• 提示文:
-------

東京理科大学理工学部の教員は2016年、理工学部50周年記念として「50年後の未来予想図」(「TUSジャーナル202号」に掲載)を作りました。一部を紹介しましょう。
災害対策では、都市には地震エネルギーを吸収する免震プレートが敷かれて、大地震が起きても被害はほとんどなくなります。吸収された地震エネルギーは電気エネルギーに変換され、有効活用されます。地震で揺れず、津波の影響を受けにくい海上都市も建築されます。
さらに、燃えにくい素材が開発され、例え出火しても自然に消火されます。壁や天井を移動できるヤモリスーツが開発され、災害時にはスムーズに避難や救助ができるようになります。
医療面では、家のトイレに尿を分析できるセンサーが取り付けられ、即時に分析され健康チェックができるようになります。結果はオンラインで医療機関にも送られるので、病気の早期発見や経過観察に役立ちます。近赤外線を使った体への影響が少ない新しい画像診断装置も実用化し、人工心臓の小型化高性能化によって装着者は社会復帰や運動もできるようになります。
エネルギー問題を解決するため、世界規模の電力網が結ばれ、太陽光発電や風力発電などの環境負荷の小さい方法で、世界中の国や地域が電力を融通しあえるようになります。家畜や農作物の生産は人工衛星を使って最適化され、生産性が飛躍的に上がります。

-------

上の未来予想図の文章を、一字一句変えずに全文書き写す。

[点の位置特定データ]
-------

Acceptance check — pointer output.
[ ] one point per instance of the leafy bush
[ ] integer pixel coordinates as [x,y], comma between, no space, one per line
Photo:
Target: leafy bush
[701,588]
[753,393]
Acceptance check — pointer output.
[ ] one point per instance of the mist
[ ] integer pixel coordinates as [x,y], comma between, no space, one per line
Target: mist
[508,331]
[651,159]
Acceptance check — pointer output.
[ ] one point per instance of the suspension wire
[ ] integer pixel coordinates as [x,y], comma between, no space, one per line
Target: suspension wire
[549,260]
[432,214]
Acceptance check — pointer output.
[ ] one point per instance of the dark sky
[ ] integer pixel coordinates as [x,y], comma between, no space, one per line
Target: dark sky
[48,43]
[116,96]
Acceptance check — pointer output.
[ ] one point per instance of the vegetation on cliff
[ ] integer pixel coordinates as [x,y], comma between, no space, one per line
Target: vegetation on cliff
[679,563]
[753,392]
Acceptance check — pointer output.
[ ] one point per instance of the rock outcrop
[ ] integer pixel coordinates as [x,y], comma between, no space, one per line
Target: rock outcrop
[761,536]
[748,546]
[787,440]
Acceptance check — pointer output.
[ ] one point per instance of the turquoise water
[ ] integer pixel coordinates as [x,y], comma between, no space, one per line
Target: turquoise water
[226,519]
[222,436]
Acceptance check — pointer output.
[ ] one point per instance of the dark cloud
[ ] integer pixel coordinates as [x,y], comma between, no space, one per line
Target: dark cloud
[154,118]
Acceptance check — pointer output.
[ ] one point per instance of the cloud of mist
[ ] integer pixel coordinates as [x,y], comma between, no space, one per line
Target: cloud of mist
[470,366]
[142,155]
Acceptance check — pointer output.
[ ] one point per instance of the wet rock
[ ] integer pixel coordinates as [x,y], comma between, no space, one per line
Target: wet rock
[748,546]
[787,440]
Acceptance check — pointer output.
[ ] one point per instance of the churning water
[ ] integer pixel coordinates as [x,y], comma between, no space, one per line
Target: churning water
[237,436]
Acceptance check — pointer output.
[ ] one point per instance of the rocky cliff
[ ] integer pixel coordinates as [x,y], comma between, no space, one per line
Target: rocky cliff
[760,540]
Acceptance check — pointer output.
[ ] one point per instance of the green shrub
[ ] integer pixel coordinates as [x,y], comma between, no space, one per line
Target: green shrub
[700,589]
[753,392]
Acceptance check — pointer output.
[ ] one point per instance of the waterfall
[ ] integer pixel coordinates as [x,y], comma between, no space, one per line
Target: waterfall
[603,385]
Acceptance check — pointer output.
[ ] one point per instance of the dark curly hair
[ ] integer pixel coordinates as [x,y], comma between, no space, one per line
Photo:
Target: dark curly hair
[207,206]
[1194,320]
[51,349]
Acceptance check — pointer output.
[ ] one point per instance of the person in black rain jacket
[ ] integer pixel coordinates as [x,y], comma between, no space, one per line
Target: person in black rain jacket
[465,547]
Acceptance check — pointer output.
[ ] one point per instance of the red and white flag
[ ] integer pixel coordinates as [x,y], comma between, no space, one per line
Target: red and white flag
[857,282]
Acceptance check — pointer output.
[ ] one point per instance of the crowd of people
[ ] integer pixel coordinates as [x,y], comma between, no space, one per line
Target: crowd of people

-------

• 解答欄:
東京理科大学理工学部の教員は2016年、理工学部50周年記念として「50年後の未来予想図」(「TUSジャーナル202号」に掲載)を作りました。一部を紹介しましょう。
災害対策では、都市には地震エネルギーを吸収する免震プレートが敷かれて、大地震が起きても被害はほとんどなくなります。吸収された地震エネルギーは電気エネルギーに変換され、有効活用されます。地震で揺れず、津波の影響を受けにくい海上都市も建築されます。
さらに、燃えにくい素材が開発され、例え出火しても自然に消火されます。壁や天井を移動できるヤモリスーツが開発され、災害時にはスムーズに避難や救助ができるようになります。
医療面では、家のトイレに尿を分析できるセンサーが取り付けられ、即時に分析され健康チェックができるようになります。結果はオンラインで医療機関にも送られるので、病気の早期発見や経過観察に役立ちます。近赤外線を使った体への影響が少ない新しい画像診断装置も実用化し、人工心臓の小型化高性能化によって装着者は社会復帰や運動もできるようになります。
エネルギー問題を解決するため、世界規模の電力網が結ばれ、太陽光発電や風力発電などの環境負荷の小さい方法で、世界中の国や地域が電力を融通しあえるようになります。家畜や農作物の生産は人工衛星を使って最適化され、生産性が飛躍的に上がります。